## Exercise details
Reproduce, word for word, the lines of the entries starting at the one containing "Task: pick out open" and ending at the one containing "<point>146,436</point>", both included.

Material shown start

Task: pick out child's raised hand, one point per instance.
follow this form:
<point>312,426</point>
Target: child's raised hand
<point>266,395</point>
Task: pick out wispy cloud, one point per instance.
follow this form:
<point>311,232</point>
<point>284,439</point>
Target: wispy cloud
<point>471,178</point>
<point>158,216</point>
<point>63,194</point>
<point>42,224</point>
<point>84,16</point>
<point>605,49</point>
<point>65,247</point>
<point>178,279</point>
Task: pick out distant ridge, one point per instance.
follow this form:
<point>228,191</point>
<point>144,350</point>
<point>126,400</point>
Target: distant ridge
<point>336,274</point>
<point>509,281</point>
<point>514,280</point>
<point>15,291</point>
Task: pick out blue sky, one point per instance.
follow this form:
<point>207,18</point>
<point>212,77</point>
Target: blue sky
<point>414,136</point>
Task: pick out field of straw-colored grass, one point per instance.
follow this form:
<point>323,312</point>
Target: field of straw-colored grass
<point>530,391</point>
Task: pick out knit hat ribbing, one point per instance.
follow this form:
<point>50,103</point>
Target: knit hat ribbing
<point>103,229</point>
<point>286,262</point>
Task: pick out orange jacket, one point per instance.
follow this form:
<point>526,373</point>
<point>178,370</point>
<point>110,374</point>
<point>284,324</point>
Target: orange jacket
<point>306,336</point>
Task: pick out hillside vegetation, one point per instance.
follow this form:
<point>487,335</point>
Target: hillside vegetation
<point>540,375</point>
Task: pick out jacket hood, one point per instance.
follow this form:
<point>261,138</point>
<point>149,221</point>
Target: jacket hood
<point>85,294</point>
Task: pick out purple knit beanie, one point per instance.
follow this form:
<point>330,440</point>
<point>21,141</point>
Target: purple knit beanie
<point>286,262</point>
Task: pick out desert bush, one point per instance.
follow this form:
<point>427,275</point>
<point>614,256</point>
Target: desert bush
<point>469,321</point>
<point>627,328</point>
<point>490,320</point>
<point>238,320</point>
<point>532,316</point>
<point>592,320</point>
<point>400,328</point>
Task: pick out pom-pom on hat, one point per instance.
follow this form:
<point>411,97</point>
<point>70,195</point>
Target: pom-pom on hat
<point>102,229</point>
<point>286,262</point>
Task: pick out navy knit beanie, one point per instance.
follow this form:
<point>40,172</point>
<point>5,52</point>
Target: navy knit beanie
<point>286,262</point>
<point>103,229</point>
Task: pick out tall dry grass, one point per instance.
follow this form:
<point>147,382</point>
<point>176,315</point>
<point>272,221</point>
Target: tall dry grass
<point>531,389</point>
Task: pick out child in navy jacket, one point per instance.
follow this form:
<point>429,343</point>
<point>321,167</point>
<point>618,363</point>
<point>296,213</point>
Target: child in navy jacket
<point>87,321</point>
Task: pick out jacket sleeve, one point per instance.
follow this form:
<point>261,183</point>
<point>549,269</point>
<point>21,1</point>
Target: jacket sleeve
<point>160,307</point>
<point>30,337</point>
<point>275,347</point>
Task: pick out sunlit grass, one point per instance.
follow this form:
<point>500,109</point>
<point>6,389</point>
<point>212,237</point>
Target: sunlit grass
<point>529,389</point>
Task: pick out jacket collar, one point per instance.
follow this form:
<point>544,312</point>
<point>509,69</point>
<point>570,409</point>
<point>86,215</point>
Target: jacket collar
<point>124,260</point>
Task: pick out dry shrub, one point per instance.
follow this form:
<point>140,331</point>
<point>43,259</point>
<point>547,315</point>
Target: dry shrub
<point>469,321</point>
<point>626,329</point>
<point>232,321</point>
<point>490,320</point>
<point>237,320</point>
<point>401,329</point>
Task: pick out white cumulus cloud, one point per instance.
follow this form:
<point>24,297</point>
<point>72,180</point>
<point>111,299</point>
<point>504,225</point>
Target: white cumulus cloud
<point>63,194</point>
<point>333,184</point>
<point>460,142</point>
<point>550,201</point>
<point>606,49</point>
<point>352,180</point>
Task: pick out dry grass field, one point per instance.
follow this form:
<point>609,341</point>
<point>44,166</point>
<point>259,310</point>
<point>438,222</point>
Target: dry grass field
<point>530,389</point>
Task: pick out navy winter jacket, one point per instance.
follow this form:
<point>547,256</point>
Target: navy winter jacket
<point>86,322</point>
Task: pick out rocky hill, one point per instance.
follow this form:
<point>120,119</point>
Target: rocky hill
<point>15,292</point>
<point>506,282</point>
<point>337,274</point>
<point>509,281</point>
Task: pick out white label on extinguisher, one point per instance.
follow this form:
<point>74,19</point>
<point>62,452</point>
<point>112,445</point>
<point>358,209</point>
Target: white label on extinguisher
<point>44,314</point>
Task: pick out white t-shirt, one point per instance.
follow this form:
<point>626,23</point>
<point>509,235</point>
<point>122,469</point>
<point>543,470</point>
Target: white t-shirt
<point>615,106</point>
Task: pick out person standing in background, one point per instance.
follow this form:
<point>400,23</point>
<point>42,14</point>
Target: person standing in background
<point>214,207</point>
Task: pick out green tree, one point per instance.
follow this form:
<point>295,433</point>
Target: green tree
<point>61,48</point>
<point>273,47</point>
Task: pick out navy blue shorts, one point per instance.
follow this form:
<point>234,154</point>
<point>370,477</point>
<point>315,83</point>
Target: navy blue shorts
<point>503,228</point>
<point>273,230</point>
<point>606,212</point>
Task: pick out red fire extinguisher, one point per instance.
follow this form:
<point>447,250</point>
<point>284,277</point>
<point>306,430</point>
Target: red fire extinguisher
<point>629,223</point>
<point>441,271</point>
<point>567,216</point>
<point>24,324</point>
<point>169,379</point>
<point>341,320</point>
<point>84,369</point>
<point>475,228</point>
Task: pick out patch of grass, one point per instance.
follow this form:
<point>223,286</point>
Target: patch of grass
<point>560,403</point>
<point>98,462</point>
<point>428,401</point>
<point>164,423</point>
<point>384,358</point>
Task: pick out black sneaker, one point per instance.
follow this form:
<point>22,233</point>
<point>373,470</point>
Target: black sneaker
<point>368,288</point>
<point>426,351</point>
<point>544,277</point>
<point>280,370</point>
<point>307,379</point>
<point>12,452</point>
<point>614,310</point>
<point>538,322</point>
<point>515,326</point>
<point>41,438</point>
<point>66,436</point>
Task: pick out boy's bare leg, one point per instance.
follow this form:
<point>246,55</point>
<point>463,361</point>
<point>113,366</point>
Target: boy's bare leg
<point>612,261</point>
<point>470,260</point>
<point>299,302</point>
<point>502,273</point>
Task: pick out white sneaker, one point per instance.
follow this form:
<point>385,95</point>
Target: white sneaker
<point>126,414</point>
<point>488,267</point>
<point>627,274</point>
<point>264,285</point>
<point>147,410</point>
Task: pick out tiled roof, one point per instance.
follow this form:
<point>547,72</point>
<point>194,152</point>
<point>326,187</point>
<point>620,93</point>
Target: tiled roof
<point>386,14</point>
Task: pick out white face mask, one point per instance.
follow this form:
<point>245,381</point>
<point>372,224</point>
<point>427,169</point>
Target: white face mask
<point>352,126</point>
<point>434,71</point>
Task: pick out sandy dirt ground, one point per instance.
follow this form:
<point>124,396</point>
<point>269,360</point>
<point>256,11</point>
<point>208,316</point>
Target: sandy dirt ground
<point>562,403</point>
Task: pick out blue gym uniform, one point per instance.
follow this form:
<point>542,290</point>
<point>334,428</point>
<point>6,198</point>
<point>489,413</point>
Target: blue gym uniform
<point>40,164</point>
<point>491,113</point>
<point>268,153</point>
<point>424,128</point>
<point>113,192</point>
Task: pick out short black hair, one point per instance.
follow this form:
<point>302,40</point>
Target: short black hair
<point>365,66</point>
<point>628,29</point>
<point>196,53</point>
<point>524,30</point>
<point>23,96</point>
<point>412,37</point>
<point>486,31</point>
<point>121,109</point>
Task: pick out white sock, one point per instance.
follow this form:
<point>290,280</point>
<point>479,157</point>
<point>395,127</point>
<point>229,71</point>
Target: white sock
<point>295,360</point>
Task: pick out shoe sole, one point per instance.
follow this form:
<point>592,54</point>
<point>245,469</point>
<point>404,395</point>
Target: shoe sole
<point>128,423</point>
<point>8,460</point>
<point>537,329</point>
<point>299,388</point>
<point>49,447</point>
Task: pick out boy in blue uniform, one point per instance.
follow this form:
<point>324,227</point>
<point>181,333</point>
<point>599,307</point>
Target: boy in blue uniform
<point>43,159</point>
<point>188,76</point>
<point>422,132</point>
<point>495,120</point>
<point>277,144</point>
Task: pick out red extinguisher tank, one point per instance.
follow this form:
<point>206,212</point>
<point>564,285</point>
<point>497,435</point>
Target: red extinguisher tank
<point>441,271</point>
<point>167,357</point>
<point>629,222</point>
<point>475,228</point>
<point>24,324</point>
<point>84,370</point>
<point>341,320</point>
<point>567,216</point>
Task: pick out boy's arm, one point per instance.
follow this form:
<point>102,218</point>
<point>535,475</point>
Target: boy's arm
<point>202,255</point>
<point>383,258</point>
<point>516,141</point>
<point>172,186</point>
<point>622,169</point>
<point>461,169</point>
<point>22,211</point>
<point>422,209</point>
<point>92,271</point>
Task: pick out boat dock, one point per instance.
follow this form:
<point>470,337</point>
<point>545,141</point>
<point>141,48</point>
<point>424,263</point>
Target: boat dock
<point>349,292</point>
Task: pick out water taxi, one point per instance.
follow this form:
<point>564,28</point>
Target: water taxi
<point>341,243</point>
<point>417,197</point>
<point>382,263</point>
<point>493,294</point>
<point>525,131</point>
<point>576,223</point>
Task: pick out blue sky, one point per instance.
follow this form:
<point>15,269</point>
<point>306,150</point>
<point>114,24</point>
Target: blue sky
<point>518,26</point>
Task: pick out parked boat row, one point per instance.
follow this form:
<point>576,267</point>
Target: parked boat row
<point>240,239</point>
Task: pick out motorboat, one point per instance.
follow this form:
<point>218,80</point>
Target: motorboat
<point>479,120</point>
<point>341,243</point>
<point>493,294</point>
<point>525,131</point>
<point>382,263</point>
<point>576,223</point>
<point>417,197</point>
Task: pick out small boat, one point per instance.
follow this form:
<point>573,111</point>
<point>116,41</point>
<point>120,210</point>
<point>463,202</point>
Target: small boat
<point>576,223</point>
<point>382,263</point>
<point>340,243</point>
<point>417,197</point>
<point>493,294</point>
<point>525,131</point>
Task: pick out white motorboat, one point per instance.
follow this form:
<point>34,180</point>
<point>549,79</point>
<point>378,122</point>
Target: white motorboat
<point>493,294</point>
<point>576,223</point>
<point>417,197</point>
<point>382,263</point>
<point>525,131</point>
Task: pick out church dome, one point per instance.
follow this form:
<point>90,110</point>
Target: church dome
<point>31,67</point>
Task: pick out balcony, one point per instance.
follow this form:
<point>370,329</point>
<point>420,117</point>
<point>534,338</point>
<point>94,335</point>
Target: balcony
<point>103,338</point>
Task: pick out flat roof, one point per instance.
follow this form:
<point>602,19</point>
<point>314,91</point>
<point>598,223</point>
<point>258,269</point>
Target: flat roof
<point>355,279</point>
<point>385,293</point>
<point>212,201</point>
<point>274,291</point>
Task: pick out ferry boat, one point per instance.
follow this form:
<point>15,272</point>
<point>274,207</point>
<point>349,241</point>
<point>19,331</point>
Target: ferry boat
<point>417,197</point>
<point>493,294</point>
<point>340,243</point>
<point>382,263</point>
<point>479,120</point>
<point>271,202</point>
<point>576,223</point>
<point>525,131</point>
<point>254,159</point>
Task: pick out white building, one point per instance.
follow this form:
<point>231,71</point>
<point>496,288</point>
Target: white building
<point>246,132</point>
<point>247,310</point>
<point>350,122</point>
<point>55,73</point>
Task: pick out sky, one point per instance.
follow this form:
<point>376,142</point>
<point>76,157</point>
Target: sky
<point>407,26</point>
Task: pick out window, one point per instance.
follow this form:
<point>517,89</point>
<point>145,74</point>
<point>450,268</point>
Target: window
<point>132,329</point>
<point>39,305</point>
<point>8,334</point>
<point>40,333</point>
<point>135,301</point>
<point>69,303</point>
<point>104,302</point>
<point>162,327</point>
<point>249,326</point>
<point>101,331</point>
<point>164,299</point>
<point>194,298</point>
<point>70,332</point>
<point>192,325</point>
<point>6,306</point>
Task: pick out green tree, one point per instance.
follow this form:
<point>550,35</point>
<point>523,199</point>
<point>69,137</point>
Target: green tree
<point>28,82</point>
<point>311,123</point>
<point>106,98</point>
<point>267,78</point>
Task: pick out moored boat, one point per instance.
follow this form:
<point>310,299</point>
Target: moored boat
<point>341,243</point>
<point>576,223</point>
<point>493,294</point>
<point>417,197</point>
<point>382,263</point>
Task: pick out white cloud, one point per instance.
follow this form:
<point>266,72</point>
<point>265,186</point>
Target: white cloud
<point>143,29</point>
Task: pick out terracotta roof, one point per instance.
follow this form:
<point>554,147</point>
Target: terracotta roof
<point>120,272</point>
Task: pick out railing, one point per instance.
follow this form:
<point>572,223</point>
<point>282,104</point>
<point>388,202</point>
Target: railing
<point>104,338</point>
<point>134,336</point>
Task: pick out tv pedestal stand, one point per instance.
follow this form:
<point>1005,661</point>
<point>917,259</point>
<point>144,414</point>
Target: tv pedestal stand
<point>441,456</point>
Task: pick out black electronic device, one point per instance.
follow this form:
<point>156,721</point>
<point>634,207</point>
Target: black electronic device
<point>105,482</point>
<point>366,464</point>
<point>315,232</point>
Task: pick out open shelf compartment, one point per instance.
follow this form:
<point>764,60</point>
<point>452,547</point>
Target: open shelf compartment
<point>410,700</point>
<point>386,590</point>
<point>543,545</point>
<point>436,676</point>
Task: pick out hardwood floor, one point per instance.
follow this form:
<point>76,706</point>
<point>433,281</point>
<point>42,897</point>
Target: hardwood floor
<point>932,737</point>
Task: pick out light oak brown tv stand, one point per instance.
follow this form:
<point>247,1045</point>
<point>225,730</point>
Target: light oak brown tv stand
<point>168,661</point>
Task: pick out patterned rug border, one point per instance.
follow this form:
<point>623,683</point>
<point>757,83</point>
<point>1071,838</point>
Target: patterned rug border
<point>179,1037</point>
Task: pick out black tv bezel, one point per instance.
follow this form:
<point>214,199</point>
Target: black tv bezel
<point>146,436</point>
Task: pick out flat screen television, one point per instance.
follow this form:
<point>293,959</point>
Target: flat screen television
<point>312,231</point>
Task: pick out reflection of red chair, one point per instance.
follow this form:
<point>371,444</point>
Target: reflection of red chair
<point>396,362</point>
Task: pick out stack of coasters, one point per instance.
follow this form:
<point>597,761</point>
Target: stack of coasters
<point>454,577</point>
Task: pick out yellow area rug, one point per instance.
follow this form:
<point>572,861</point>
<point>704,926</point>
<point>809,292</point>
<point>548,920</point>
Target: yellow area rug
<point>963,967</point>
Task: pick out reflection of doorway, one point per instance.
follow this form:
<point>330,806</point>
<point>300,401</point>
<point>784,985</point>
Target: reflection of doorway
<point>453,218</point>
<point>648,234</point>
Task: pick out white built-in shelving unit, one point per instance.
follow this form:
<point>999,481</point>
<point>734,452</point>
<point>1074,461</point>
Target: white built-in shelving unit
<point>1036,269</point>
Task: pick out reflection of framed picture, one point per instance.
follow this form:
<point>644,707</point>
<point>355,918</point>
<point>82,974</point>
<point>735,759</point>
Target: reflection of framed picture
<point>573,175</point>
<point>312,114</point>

Material shown end

## Exercise response
Task: pick out open shelf compartment, one point per instance.
follow this form:
<point>764,60</point>
<point>452,547</point>
Target: open shelf compartment
<point>410,700</point>
<point>386,590</point>
<point>543,545</point>
<point>436,676</point>
Task: pick out hardwood floor, one point per instance.
follow this form:
<point>76,706</point>
<point>433,281</point>
<point>42,897</point>
Target: hardwood floor
<point>932,737</point>
Task: pick out light oak brown tv stand, one point per instance.
follow this form:
<point>247,1045</point>
<point>225,730</point>
Target: light oak brown tv stand
<point>168,661</point>
Task: pick out patterned rug border, one point per instance.
follow this form:
<point>623,683</point>
<point>757,83</point>
<point>1071,838</point>
Target: patterned rug border
<point>179,1037</point>
Task: pick out black tv bezel, one point per instance.
follow this form:
<point>214,199</point>
Target: black tv bezel
<point>146,436</point>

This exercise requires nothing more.